### TASK OBJECTIVE
Copy out the whole listing below word for word, leaving out the picture.

### EXCERPTED DATA
....................

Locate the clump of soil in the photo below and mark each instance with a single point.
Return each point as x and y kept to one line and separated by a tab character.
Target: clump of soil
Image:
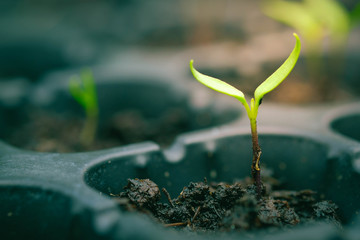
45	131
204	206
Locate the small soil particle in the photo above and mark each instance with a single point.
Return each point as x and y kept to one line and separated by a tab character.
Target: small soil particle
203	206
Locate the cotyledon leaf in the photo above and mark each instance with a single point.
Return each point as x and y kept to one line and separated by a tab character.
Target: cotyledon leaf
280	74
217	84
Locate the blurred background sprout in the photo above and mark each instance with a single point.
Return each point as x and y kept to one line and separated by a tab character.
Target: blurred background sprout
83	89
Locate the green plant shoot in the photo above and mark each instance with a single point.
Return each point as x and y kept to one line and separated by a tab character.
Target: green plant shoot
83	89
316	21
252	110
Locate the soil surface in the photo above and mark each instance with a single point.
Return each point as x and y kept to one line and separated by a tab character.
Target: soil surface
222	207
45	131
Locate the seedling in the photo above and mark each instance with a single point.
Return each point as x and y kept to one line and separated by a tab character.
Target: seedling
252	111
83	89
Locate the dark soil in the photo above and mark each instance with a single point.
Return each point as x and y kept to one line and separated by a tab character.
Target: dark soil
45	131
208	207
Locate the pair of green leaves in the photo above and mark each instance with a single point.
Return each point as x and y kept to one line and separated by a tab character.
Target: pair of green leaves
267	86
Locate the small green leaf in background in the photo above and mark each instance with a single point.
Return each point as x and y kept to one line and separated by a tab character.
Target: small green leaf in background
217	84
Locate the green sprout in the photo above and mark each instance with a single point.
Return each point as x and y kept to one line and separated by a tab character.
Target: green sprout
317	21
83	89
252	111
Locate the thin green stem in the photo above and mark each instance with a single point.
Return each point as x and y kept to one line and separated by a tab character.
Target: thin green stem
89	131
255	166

....................

### ANSWER TO THE EXERCISE
Locate the clump of soil in the photo below and mark each instance with a single point.
Return each point as x and y kept to one line and separated by a tab character.
Target: clump of soil
Image:
45	131
204	206
Locate the small soil particle in the photo above and mark each instance with a single point.
Return each point as x and y kept to one line and separated by a tab character.
Target: small soil particle
203	206
Locate the cotyledon leaf in the photo above and mark each instance with a single point.
Return each point as x and y kept to one line and separated by a tab character.
Target: cotyledon leaf
280	74
217	84
Locate the blurred background sprout in the photo above and mark each instance with a single point.
Return each point as x and y kept to one line and separated by a tab character.
Target: blurred background sprout
83	89
Locate the green plant shoot in the photo above and mark each instance with a single point.
Return each point as x and y kept to one line and separated by a tab character.
Target: green plant shoot
83	89
316	21
252	110
Locate the soil surface in the photo above and mark each instance with a single point.
Return each point as x and y kept to one line and separated by a tab character.
Target: soil surface
222	207
45	131
Locate the seedling in the photo above and mark each instance with a single point.
Return each point as x and y kept to one line and separated by a tab character.
Target: seedling
252	111
83	89
Locate the dark soil in the photo above and mark each instance with a single point.
Return each point as x and y kept to one line and separated by a tab character.
Target: dark soil
45	131
208	207
Locate the pair of green leaves in the photo above and mark each instance with a single point.
Return each point as x and y kept to one line and separated by a tab character.
Target: pair of green leaves
267	86
Locate the small green leaf in background in the photo above and mark each instance with a single point.
Return each point as x and y kept to one line and separated by a tab character.
Target: small green leaf in background
217	84
Locate the green sprout in the photo above and mark each instance with a single point.
Return each point as x and y kept to one line and separated by a tab character.
Target: green sprout
317	21
83	89
252	111
Locate the thin green stem in the photo above and mark each instance with a single point.
Return each point as x and y kept to one line and separated by a tab character.
Target: thin green stem
89	131
255	166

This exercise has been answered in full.